Consider recalling 12 million glasses that the CPSC acknowledges in writing are SAFE. Substantial risk of injury?

Consider recalling more than seven million trikes sold over 14 years that caused six children to cut themselves. Children who were under three years of age and should have been under the care of attentive adults. Substantial risk of injury?

Consider recalling more than 400,000 Sarge cars because the little yellow dot on the wheel hubcap violated the lead-in-paint ban, and those dots were produced from two cans of paint. Substantial risk of injury?

One must distinguish between legerdemain and reality, between policy and what the law intended. It is a little focused-upon responsibility of the agency to exercise this judgment. Is it even possible for everything that happens to be a “substantial” risk? We know of cases where a single broken toy without an injury provoked an official investigation at the agency. Fair? Is this an activity that the CPSA authorizes? It is . . . if you are running the agency and you say it is. Arguably, the recall of the 480,000 Mattel Wheelies on September 30 was just such a case. Consumers apparently reported two broken cars with wheels that fell off, and no injuries were reported or implied. Substantial risk of injury? I question that.

2. The notion that we need all this supervision flies in the face of injury statistics. But it sure makes the CPSC look irreplaceable, doesn’t it?

I have already published and discussed ad nauseum the historical injury statistics from lead based on CPSC recall notices – ONE DEATH and THREE UNVERIFIED INJURIES over 11 years (1999-2010). If we were facing such a dire public health crisis, why weren’t kids dropping like flies from lead poisoning over such a long time period of “lax regulation”? If the harm was so widespread and so devastating, why aren’t any of these actual victims known? Names, addresses, photos, case histories?
════════════════════
▸ GIVEN REQUEST 1:
Output the lines of the records, unchanged, from the line containing "label: woman's nose" through the last line of the records, with both ends included.
The recall commentary and the records were taken from unrelated sources.

▸ RECORDS:
════════════════════
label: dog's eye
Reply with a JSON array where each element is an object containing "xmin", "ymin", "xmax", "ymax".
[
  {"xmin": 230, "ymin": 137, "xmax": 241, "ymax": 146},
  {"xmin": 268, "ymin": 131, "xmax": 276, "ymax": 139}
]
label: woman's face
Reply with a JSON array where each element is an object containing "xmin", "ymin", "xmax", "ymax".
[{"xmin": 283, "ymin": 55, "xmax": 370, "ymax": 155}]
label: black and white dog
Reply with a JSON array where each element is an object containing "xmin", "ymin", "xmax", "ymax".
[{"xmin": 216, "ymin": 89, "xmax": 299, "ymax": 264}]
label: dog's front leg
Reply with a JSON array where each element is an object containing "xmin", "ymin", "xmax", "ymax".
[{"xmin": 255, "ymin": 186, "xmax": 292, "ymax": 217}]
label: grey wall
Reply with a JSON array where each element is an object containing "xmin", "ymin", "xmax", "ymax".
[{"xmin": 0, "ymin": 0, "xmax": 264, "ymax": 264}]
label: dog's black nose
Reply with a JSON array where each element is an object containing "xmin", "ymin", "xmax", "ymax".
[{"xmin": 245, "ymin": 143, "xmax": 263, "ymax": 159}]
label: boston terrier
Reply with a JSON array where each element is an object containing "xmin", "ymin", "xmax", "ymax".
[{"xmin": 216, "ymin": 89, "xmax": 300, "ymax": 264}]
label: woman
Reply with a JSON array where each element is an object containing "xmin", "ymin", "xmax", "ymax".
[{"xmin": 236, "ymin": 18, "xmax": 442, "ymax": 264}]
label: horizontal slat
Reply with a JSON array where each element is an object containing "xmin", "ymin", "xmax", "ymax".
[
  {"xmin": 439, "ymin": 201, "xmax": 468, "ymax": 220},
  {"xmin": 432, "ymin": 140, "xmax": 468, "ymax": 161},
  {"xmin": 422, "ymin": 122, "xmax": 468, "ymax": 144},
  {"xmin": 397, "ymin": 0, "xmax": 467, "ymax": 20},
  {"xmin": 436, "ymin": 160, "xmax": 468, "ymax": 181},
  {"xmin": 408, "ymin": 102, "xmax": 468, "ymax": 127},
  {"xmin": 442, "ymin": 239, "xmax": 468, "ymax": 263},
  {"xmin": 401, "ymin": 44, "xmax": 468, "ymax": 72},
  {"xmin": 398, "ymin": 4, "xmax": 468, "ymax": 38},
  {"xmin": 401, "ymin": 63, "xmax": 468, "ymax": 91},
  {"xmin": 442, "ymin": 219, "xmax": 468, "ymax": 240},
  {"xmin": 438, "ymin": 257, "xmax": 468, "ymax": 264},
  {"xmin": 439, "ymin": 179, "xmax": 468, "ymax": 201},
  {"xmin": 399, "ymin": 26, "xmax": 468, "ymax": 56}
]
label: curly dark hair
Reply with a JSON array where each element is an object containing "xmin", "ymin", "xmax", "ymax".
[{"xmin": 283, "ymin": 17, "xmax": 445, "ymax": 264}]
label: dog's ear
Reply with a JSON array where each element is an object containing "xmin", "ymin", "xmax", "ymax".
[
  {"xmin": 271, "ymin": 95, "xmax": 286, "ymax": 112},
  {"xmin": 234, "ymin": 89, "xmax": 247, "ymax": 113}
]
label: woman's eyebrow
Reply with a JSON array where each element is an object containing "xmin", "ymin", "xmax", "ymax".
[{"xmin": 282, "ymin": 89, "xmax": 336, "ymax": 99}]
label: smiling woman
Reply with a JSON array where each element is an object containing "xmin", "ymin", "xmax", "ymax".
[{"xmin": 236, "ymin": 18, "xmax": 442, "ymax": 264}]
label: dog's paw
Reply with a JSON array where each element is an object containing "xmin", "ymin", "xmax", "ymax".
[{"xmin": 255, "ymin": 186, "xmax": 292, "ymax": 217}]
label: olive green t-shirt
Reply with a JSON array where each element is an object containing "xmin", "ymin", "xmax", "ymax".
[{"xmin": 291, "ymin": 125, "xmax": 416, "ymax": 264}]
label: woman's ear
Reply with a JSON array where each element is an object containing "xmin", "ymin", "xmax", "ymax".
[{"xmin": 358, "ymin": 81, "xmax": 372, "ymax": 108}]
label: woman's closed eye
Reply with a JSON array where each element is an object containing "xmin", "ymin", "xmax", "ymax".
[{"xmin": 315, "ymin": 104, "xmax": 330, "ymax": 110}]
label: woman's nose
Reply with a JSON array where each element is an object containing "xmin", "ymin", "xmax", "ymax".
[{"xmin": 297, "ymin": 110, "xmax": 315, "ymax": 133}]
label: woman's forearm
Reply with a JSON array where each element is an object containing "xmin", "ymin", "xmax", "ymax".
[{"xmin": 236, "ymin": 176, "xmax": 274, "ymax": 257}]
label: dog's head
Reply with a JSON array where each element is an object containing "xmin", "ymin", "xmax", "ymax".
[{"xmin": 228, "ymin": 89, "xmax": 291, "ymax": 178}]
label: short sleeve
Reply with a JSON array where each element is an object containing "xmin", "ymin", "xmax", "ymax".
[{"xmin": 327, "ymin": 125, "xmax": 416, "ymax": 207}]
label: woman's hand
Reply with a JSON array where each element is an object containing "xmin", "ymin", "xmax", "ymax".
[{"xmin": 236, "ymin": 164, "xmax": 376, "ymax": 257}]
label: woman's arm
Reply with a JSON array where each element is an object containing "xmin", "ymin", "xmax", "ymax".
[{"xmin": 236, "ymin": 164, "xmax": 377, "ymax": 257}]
════════════════════
▸ GIVEN REQUEST 2:
Return the part of the recall commentary between "Consider recalling more than 400,000" and "paint. Substantial risk of injury?", inclusive, copied word for word.

▸ EXPECTED ANSWER 1:
label: woman's nose
Reply with a JSON array where each element is an object containing "xmin", "ymin", "xmax", "ymax".
[{"xmin": 297, "ymin": 110, "xmax": 315, "ymax": 133}]
label: woman's forearm
Reply with a JSON array where each element is an object containing "xmin", "ymin", "xmax", "ymax".
[{"xmin": 236, "ymin": 176, "xmax": 274, "ymax": 257}]
label: dog's head
Reply with a JSON array where each element is an object containing "xmin", "ymin", "xmax", "ymax".
[{"xmin": 228, "ymin": 89, "xmax": 291, "ymax": 178}]
label: short sleeve
Reply with a JSON array where each element is an object containing "xmin", "ymin", "xmax", "ymax".
[{"xmin": 327, "ymin": 125, "xmax": 416, "ymax": 207}]
label: woman's hand
Reply with a JSON array where each element is an object containing "xmin", "ymin", "xmax", "ymax".
[{"xmin": 236, "ymin": 164, "xmax": 376, "ymax": 257}]
label: woman's arm
Reply with a JSON array where each element is an object containing "xmin", "ymin", "xmax", "ymax".
[{"xmin": 236, "ymin": 164, "xmax": 377, "ymax": 257}]

▸ EXPECTED ANSWER 2:
Consider recalling more than 400,000 Sarge cars because the little yellow dot on the wheel hubcap violated the lead-in-paint ban, and those dots were produced from two cans of paint. Substantial risk of injury?